*提示文*:
......

・米国の「中東強制民主化」の行方 (2003/3/16: 竹村健一『これだけメール』 2003/3/21 VOL.215掲載

アメリカによるイラク攻撃が、いよいよ秒読み段階に入った。
恐らく、武力行使容認の安保理新決議を経ないでイギリス等少数の同盟国と近日
中に単独攻撃を開始するだろうと言われている。

ここに来て、アメリカの意図はイラクが保有すると言われる大量破壊兵器の破壊
に留まらずフセイン政権の打倒とイラクの民主化にあるとブッシュ大統領自身の
口から語られるようになった。
もともとイラクによる当面の大量破壊兵器の使用、テロ組織への横流し等の危険
性は疑問視されてきた。

そして、フセイン政権打倒とイラクの民主化の次には、中東諸国全体の民主化が
企図されている。
アメリカは、政治的手段や経済制裁等により周辺諸国政府に民主化を迫り、聞き
入れられない時には、武力による圧力や場合によっては謀略的手段等も用い政権
転覆を図るだろう。
進んでは、その延長線上に他のイスラム諸国、極東を含む地球規模の強制民主化
も視野に入っているようだ。

元来、アメリカの支配層を占めるアングロサクソン的、ピューリタン的思想では、
「本来あるべき姿」に向かい強制的手段を用いてもこれを実現させる事が正義と
される傾向がある。
「第2次大戦の早期終結を図るため」、日本へ原爆投下をした発想もこの延長に
あるのかもしれない。
特に現在ブッシュ政権の中枢を形成するネオ・コンサバティブと呼ばれる勢力で
はこの傾向が先鋭的に打ち出されている。

一方、それ以外の東洋、アラブ、ヨーロッパ大陸等では、目的よりも手段の正否
が重視される傾向がある。
両者には、根底に根本的な思想の違いがある。

さて、こうしたアメリカによる「中東強制民主化」は果して正義であろうか。
先ず、安保理新決議を経ないでの予防戦争、政権転覆の内政干渉等は、国連憲章、
国際法違反である。
この強行は、従来の国際社会を形作っていた国連による秩序を破壊し、「世界に
自由と民主主義を実現させるためなら国際社会の同意なしに他国への武力行使を
辞さない。」という原理に基いたアメリカによる新しい秩序の建設の企てを意味
する。

これは、少なくとも従来的な意味での正義ではなく、世界の多くの人々に受け入
れられるものではない。

......

*記述課題 1*:
中東強制民主化の論評では、現在ブッシュ政権の中枢を形成する勢力は何と呼ばれていますか。
*記述課題 2*:
中東強制民主化の論評を、最後の文の次から書き進めてください。
次の資料は別の出典から取ったものです。

ポインティング用データセットの抜粋
......

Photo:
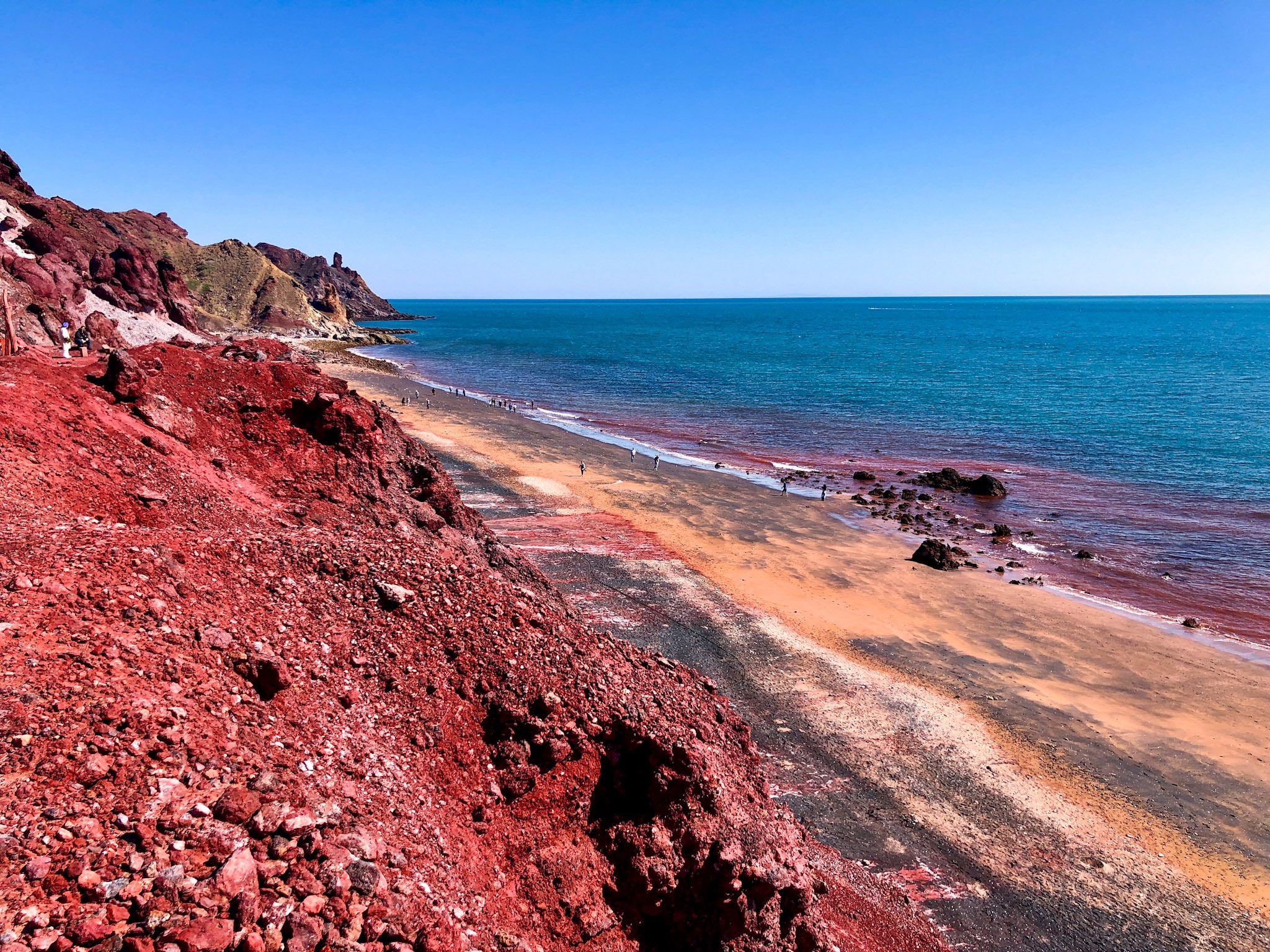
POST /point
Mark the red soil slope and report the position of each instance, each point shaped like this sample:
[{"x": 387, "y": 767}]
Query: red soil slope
[{"x": 266, "y": 681}]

......

*記述回答 1*:
ネオ・コンサバティブと呼ばれる勢力です。

*記述回答 2*:
しかし、時代が大きく変動する時には、既存の秩序を破壊し新しい秩序を建設す
る事が正義とされる場合がある。
そして、それは最終的には歴史によって審判される。

次に、この「中東強制民主化」は成功するだろうか。
今回のブッシュ政権によるイラク攻撃には、大量破壊兵器の破壊、フセイン政権
の打倒とイラクの民主化の他に、来年秋の大統領選での再選、父ブッシュの復讐、
軍需とイラク復興による景気刺激、中東の石油支配及びこれによるアメリカによ
る世界支配の完成、イスラエルの要請への配慮、ファミリーと自陣営の石油利権
等の目的があるとされている。
これらはそれぞれ重なり合い、強弱は在りながら全体としてやはり恣意的要素が
強いといえるだろう。

歴史を俯瞰すれば、アレキサンダーや信長、ナポレオン等のように時代を進歩さ
せた実績と戦争による殺戮と流血の両方を残して行った英雄達は、その時代には
「悪魔」と呼ばれる度合いが高いが、時代が下ると共にその実績を評価される傾
向がある。

さて、アメリカがこれらの英雄のように新時代を切り開き、世界に自由と民主化
をもたらす事により、その後の繁栄と調和を実現できるだろうか。

イラク攻撃とそれに続く「中東強制民主化」は、その強制的手段と恣意性のため
に中東諸国とイスラム世界に激しい反米感情を呼び起こし、全世界にテロの蔓延
をもたらす可能性が高い。
それは、今回アメリカの提唱した思い付き的なパレスチナ和平案等で収まるもの
ではない。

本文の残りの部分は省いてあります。